■ **EXCERPT TO READ**:
◇ ◇ ◇ ◇

If you receive this STOP code right after adding or changing the configuration of your physical RAM, go ahead and put it back to the way it was before and see if that makes it go away. But if the error still persists, then another thing you can do is try disabling the memory cache within your motherboard file.

(Slide 21) Another common STOP code is a STOP 50, which is PAGE_FAULT_IN_NONPAGED_AREA. A lot of times, you will see these on a Windows NT 4.0 Terminal Server install. And if it's on Windows NT 4.0 Terminal Server install, you can almost always link it back to an incompatible or faulty printer driver, be it from HP, Lexmark, whatever the printer driver is. This is mainly caused when requested data is not found in memory, the system goes to check the page file, but then the missing data is identified and is unable to be written to the page file. Then data has nowhere to go, which causes the blue screen. With this STOP code, the first parameter is the most important, which will indicate the actual virtual address that caused the fault.

(Slide 22) Now another common STOP code is a STOP 7B, which is INACCESIBLE_BOOT_DEVICE. Now this is caused when Windows lost access to the system partition during the Startup process. Usually, debugging this or getting a memory dump is useless to us. It's almost always caused by some form of problem with a SCSI device driver, a RAID driver, or a particular UDMA IDE controller driver. Also, an incorrect ARC path in your Boot.ini file will also cause this. Also, if you have a hardware disk failure on your drive that contains the system partition, that can cause this error. If you're actually installing Windows NT or 2000, near the very beginning of the install, it will give you a prompt to press the F6 key to install third-party mass storage device drivers.

(Slide 23) Now another common STOP code is a STOP 7F, which is an UNEXPECTED_KERNEL_MODE_TRAP. And they occur when the CPU generates an error that the kernel does not catch (it crashed or it died such that the processor was not able to catch the crash). And in this one, the first parameter is the most important. Usually, there are about ten most common status codes for the first parameter and those are outlined in the Microsoft Knowledge Base article Q137539, and you can look at that Q article "General Causes of STOP 0x0000007F Errors" for more details about that first parameter and what they mean.

◇ ◇ ◇ ◇

■ **RECORD EXTRACTS**:
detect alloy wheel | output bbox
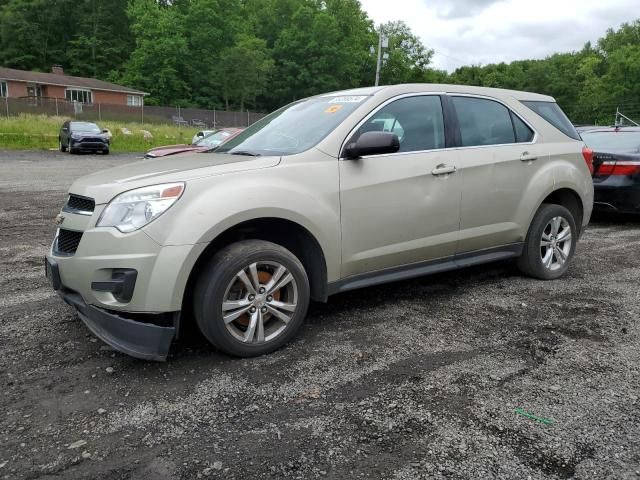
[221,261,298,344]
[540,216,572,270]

◇ ◇ ◇ ◇

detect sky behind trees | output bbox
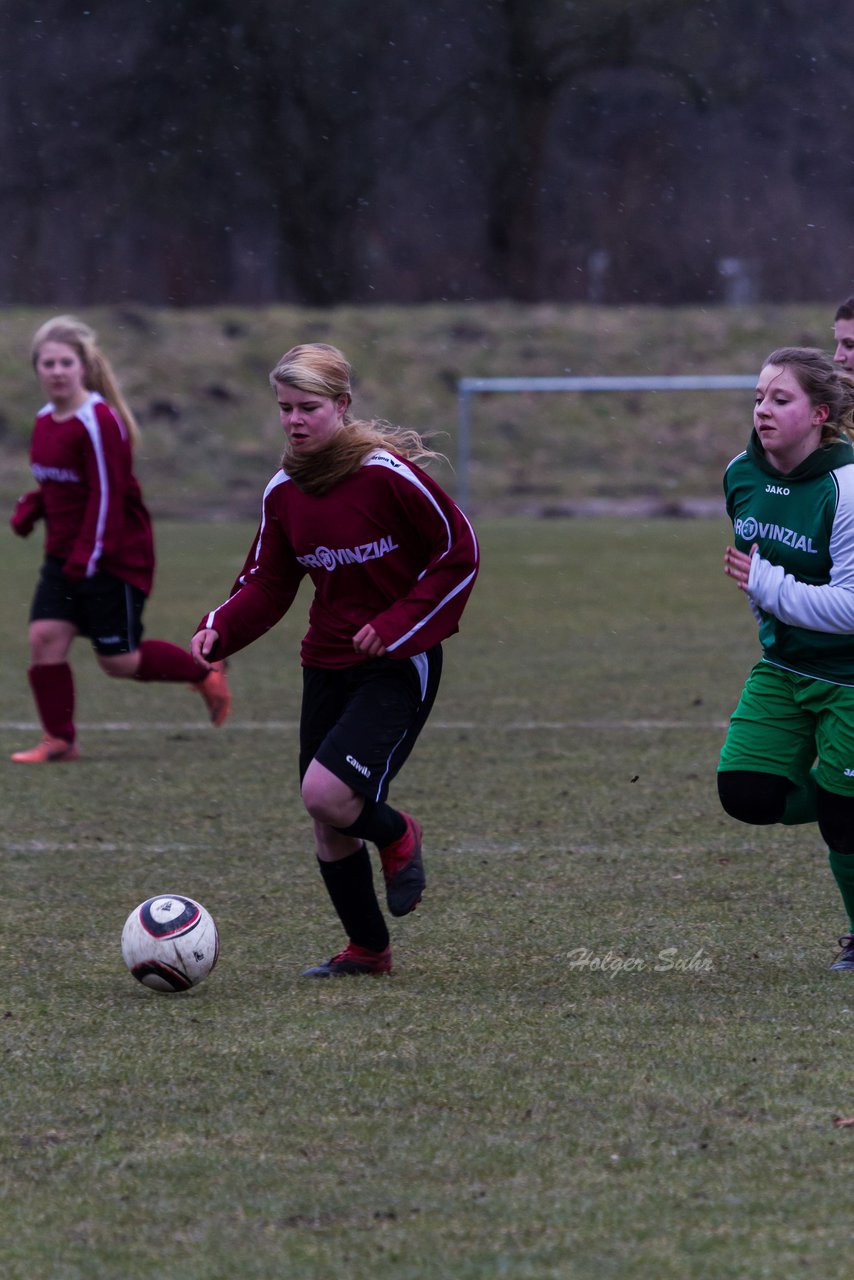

◇ ◇ ◇ ◇

■ **WRITTEN TASK**:
Do the following statements agree with the STOP code excerpt? For each one, answer yes or no and quote the words from the excerpt that decide it. 1. An incorrect ARC path in the Boot.ini file can cause a STOP 7B. 2. For a STOP 50, the second parameter is the most important. 3. Getting a memory dump is usually very helpful when debugging a STOP 7B.

■ **TASK SOLUTION**:
1. Yes: "Also, an incorrect ARC path in your Boot.ini file will also cause this."
2. No: "With this STOP code, the first parameter is the most important, which will indicate the actual virtual address that caused the fault."
3. No: "Usually, debugging this or getting a memory dump is useless to us."